輪郭ラベル付けの項目
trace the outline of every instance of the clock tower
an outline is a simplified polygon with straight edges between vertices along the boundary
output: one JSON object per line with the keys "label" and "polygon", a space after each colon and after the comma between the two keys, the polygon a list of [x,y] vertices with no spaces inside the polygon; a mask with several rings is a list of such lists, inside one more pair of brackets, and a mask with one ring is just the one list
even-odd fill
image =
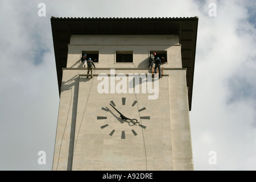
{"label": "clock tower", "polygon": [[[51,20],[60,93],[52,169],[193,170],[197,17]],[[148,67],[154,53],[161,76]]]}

課題の指示:
上のリスト全体で「vertices」をすべて「points」に置き換え、それ以外は変えずに書き直してください。画像は含めないでください。

解答:
trace the outline of every instance of the clock tower
an outline is a simplified polygon with straight edges between points along the boundary
output: one JSON object per line with the keys "label" and "polygon", a space after each colon and after the comma between the two keys, the polygon a list of [x,y] points with no spaces inside the polygon; a mask with several rings is a list of such lists, inside one more pair of brackets, and a mask with one ring is just the one list
even-odd fill
image =
{"label": "clock tower", "polygon": [[[51,20],[60,93],[52,169],[193,170],[197,17]],[[148,67],[154,53],[161,76]]]}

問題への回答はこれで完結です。